» **Record list**
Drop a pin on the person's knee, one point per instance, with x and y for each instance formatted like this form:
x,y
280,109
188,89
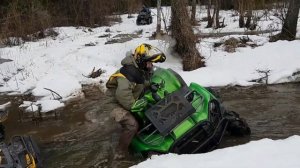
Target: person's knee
x,y
131,123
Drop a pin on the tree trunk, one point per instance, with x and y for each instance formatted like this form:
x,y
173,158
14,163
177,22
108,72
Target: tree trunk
x,y
241,11
183,34
193,14
248,21
289,28
158,26
209,18
216,22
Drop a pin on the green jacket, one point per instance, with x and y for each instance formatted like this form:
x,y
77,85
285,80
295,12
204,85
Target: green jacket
x,y
126,90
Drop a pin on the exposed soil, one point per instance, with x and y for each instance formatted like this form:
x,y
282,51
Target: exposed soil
x,y
83,135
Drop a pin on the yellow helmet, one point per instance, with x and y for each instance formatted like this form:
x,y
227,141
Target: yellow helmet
x,y
147,53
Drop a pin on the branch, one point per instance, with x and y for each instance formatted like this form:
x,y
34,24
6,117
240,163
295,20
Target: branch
x,y
53,92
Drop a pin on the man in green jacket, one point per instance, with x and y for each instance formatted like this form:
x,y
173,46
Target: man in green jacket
x,y
128,85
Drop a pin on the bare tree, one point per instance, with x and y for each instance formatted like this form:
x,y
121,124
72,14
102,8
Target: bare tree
x,y
289,28
193,14
209,18
158,26
183,34
216,22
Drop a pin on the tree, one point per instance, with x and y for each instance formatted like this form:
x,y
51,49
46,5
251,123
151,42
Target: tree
x,y
183,34
289,29
193,14
158,26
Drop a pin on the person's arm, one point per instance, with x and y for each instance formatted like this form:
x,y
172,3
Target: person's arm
x,y
124,93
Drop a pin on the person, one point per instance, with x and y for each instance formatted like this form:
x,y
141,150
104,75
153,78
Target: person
x,y
146,10
128,85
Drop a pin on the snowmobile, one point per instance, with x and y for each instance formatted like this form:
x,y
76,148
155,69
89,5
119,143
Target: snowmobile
x,y
21,152
144,17
177,118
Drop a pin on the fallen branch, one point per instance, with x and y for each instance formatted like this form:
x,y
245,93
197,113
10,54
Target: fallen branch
x,y
53,92
95,74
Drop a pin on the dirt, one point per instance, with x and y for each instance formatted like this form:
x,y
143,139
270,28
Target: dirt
x,y
83,135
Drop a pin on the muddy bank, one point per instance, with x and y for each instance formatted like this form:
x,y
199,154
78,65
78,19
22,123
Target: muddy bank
x,y
83,135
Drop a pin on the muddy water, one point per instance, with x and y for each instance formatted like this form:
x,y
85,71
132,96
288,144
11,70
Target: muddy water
x,y
271,111
83,135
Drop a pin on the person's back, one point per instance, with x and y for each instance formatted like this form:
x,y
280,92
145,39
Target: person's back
x,y
127,85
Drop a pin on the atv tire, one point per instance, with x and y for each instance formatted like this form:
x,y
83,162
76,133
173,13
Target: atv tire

» **Stated problem**
Write the listing above out again exactly, dropping each image.

» **Correct response**
Drop a pin on the person's knee, one point per instance, with x and y for each instance formatted like this form:
x,y
280,109
188,89
Target: person's knee
x,y
131,123
Drop a pin on the tree trunk, one point per instance, with x and y for each instance formatted like this form:
x,y
173,158
14,163
177,22
108,72
Target: tree trunk
x,y
241,11
183,34
193,14
248,21
289,28
158,26
209,18
216,22
Drop a pin on the green jacket, one point per instance, with x and y for each instance formatted like this form:
x,y
77,85
285,80
295,12
204,85
Target: green jacket
x,y
126,90
Drop a pin on the exposed soil, one point per instance, with x and y for each instance formatted like this form:
x,y
282,51
Target: exposed soil
x,y
83,135
Drop a pin on the yellow helmet, one point per instance, with x and y for each instance formatted like this form:
x,y
227,141
Target: yellow helmet
x,y
147,53
Drop a pin on the branch, one point per instance, with x and y for each instance formatted like this form:
x,y
34,24
6,117
240,163
295,20
Target: branch
x,y
53,92
Drop a pin on the man in green jacket, one point per instance, with x and y for each instance formatted like this form:
x,y
173,46
Target: man in green jacket
x,y
128,85
Drop a pin on the bare tree, one point per instance, with x and y for each instance formatted like this form:
x,y
121,124
72,14
102,8
Target: bare tree
x,y
289,28
193,14
209,18
158,26
183,34
216,22
Drop a pin on the tree, one point per instance, with x and y for each instance formatted like this form:
x,y
51,49
46,5
251,123
151,42
Target: tree
x,y
183,34
289,29
193,14
158,26
Drop a pin on the person's arm, one point per instance, with x and y for each instance formatted like this form:
x,y
172,3
Target: person's arm
x,y
124,93
Drop a pin on the person, one point per instance, with x and y for each instance formatted like this form:
x,y
141,150
104,75
153,78
Target: person
x,y
146,10
128,85
Drop a pin on the snowmobile, one point per instance, with x and y for each instance formatted like this form:
x,y
76,148
155,69
89,5
119,143
Target: snowmobile
x,y
21,152
144,17
177,118
Drop a pin on the fallen branch, one point per instance, with x and y for each instance formatted like this form:
x,y
245,93
197,113
10,54
Target: fallen branch
x,y
53,92
95,74
Drop a pin on the dirt, one point per instance, with x and y for each instance formatted like this form:
x,y
143,139
270,28
Target: dirt
x,y
83,135
Drop a pin on the muddy bank, one point per instance, with x and y for each instance formatted like this form:
x,y
199,154
78,65
78,19
22,123
Target: muddy bank
x,y
83,135
Drop a pin on the muddy water, one point per instance, with x and y for each instance formatted like this form:
x,y
85,71
132,96
288,144
11,70
Target: muddy water
x,y
271,111
83,135
Drop a pin on the person's back, one point per instance, with x and y for each instance formatted like this form:
x,y
280,92
145,39
Target: person's back
x,y
127,85
Drop a pin on the atv tire, one point per instance, with x and y for each instance formatted like this form:
x,y
83,162
76,133
173,13
Target: atv tire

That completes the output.